Textauszug >>
--*--

Nach seinem gestrigen Besuch in der georgischen Hauptstadt Tiflis teilte EU-Ratspräsident Charles Michel mit, die erreichten Fortschritte in den Gesprächen zwischen der Regierungspartei und der Opposition würden in zwei Wochen gemeinsam bewertet.
Michels Vermittlungsversuch erfolgte vor dem Hintergrund der wachsenden Spannungen in Georgien: Die politischen Parteien dort stecken derzeit in einer sich vertiefenden politischen Krise, die die ehemalige Sowjetrepublik von ihrem „europäischen Weg“ abzubringen droht.
„Es ist kein Geheimnis: Für die Stärkung und Vertiefung der Beziehungen zwischen der EU und Georgien ist es entscheidend, diese politische Krise zu lösen,“ machte Michel nach dem von ihm initiierten Treffen zwischen der Regierungspartei Georgischer Traum und der Opposition am späten Montagabend deutlich.
Der politische Dialog im Land sei „wieder in Gang gekommen“, verkündete Michel nach den Gesprächen. Er fügte hinzu, dies sei „ein guter Schritt in die richtige Richtung“. Allerdings mahnte der Belgier auch zu Vorsicht: „Ich bin nicht naiv. Es ist eine schwierige und komplexe Situation, die erfordert, dass alle politischen Akteure in den kommenden Wochen mutig sein müssen, um Fortschritte zu machen.“
Michel kündigte an, dass beim Assoziationsrat EU-Georgien am 15. März eine Bilanz der dann erzielten Fortschritte gezogen werden soll.

--*--

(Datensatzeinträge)
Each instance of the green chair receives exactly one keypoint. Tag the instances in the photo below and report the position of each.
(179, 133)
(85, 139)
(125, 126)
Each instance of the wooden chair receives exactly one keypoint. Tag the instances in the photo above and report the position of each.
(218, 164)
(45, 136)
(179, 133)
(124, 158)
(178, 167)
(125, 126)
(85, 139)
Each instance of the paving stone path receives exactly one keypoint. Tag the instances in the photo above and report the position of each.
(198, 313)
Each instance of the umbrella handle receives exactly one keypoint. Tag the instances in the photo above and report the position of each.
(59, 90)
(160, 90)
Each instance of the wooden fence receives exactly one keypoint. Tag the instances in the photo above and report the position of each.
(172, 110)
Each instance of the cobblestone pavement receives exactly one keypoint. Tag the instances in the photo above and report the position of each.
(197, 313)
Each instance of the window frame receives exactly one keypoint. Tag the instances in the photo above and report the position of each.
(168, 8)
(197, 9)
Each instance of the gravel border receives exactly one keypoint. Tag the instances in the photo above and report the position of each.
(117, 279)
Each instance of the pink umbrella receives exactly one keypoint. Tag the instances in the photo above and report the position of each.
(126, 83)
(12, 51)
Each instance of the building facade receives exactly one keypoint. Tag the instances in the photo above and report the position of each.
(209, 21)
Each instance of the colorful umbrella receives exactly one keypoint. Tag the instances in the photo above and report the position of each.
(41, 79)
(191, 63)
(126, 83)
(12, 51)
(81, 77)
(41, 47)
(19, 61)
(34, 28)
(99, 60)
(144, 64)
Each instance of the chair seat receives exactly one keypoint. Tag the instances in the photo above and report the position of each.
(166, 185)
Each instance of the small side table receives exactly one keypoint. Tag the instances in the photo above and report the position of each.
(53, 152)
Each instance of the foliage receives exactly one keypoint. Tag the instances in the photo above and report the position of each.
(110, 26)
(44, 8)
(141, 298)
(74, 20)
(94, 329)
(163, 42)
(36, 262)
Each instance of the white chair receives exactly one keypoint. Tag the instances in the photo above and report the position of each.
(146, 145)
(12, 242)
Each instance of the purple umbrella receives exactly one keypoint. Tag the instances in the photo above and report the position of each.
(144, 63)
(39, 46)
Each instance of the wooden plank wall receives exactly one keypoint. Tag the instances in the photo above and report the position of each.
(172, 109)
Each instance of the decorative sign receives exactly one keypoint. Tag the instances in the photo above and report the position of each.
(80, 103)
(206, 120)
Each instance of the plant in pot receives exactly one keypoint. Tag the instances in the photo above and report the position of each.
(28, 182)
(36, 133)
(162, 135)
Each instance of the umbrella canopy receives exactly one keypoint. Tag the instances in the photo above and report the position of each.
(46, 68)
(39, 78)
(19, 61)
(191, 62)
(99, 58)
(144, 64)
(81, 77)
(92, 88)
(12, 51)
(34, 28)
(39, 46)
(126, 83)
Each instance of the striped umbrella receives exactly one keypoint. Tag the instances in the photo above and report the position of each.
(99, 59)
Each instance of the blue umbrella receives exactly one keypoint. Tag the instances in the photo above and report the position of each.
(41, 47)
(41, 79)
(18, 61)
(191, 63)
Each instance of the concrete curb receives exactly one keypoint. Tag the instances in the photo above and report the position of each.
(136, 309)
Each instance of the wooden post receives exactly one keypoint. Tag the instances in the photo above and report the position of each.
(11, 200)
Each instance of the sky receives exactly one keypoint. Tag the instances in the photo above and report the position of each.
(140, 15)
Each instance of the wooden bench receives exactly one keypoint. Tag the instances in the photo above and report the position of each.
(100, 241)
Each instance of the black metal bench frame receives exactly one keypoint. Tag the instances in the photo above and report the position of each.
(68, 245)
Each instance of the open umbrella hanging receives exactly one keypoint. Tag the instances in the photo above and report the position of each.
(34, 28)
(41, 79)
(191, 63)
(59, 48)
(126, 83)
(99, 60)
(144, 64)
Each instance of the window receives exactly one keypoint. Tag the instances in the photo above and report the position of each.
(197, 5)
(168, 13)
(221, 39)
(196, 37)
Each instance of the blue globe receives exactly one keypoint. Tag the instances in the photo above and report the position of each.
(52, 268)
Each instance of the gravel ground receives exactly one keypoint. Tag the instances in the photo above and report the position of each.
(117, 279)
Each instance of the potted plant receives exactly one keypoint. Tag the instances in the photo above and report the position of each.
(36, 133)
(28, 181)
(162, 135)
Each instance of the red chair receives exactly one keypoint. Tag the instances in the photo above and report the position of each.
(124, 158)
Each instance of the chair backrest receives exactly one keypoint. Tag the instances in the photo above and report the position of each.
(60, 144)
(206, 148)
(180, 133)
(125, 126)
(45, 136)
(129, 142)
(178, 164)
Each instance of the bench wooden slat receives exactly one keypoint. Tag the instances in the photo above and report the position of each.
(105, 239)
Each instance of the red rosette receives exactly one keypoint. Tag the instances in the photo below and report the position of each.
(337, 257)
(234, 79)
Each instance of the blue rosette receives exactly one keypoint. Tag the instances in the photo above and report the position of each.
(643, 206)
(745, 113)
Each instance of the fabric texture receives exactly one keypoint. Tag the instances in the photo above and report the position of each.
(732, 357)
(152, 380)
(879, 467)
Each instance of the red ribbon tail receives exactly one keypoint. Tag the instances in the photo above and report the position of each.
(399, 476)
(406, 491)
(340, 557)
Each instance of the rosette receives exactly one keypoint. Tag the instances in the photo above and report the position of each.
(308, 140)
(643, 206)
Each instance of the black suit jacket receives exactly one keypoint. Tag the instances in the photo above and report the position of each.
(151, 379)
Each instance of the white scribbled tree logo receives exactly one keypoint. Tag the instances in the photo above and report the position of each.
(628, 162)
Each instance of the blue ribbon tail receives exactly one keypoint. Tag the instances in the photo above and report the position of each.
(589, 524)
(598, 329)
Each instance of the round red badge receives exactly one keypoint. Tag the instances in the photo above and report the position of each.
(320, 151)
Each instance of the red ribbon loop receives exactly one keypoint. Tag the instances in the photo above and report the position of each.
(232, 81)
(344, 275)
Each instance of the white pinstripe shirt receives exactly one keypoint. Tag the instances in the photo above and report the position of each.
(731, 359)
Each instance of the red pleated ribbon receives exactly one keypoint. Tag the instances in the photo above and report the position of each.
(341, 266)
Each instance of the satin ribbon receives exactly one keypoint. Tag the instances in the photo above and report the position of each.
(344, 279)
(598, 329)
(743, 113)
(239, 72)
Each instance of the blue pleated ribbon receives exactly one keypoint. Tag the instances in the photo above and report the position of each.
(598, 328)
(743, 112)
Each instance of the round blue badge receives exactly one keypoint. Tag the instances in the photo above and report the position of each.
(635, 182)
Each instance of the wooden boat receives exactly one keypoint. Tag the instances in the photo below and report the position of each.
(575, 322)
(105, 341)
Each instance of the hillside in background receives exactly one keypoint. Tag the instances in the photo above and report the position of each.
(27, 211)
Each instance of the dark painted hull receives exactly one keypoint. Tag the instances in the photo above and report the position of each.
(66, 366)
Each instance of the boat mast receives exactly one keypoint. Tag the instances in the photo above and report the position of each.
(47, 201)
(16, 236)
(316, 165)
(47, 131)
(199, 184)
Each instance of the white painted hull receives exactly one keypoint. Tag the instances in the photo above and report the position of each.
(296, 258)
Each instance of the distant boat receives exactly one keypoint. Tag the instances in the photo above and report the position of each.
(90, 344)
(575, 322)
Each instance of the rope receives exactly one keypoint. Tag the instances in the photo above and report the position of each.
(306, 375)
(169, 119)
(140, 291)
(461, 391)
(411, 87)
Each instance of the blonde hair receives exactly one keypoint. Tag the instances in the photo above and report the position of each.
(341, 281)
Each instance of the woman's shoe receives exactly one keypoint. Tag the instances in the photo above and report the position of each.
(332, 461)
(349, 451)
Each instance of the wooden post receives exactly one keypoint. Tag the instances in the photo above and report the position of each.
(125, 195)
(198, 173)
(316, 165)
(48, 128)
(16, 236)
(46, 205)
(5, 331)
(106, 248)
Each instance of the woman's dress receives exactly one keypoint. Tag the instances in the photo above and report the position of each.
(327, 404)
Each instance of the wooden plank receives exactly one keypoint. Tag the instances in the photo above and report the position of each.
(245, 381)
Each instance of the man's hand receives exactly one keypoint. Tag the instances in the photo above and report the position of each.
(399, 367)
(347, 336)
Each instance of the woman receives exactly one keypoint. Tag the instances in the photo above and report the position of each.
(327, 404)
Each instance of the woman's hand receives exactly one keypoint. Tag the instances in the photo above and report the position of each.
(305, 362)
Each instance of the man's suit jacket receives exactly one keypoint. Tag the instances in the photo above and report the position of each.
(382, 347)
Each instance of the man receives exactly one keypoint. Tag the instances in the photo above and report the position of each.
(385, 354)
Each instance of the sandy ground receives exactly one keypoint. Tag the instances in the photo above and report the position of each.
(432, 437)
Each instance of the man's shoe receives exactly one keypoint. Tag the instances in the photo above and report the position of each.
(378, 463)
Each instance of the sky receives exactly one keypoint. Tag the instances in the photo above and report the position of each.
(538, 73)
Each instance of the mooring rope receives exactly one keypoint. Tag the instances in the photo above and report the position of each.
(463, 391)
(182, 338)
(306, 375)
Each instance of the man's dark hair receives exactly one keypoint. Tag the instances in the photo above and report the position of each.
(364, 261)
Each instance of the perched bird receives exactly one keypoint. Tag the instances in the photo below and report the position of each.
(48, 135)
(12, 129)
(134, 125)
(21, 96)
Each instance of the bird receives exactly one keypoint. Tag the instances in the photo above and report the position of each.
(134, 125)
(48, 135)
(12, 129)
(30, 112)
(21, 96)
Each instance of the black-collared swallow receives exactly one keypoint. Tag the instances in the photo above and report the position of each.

--*--

Aufgaben und Übungen >>
**a.** Prüfe, ob die folgenden Aussagen zum Textauszug stimmen. Antworte jeweils mit Ja oder Nein und zitiere die entscheidenden Worte wörtlich.
(i) Michel war in der georgischen Hauptstadt Tiflis.
(ii) Das Treffen zwischen Regierungspartei und Opposition fand am Dienstagnachmittag statt.
(iii) Beim Assoziationsrat EU-Georgien am 15. März soll eine Bilanz der Fortschritte gezogen werden.
**b.** Übernimm aus dem Textauszug wörtlich den Abschnitt, der mit den Worten „Nach seinem gestrigen“ beginnt und mit „Wochen gemeinsam bewertet.“ endet.

Lösungen der Aufgaben >>
**a.**
(i) Ja: „Nach seinem gestrigen Besuch in der georgischen Hauptstadt Tiflis“
(ii) Nein: „am späten Montagabend“
(iii) Ja: „beim Assoziationsrat EU-Georgien am 15. März eine Bilanz der dann erzielten Fortschritte gezogen werden soll“

**b.**
Nach seinem gestrigen Besuch in der georgischen Hauptstadt Tiflis teilte EU-Ratspräsident Charles Michel mit, die erreichten Fortschritte in den Gesprächen zwischen der Regierungspartei und der Opposition würden in zwei Wochen gemeinsam bewertet.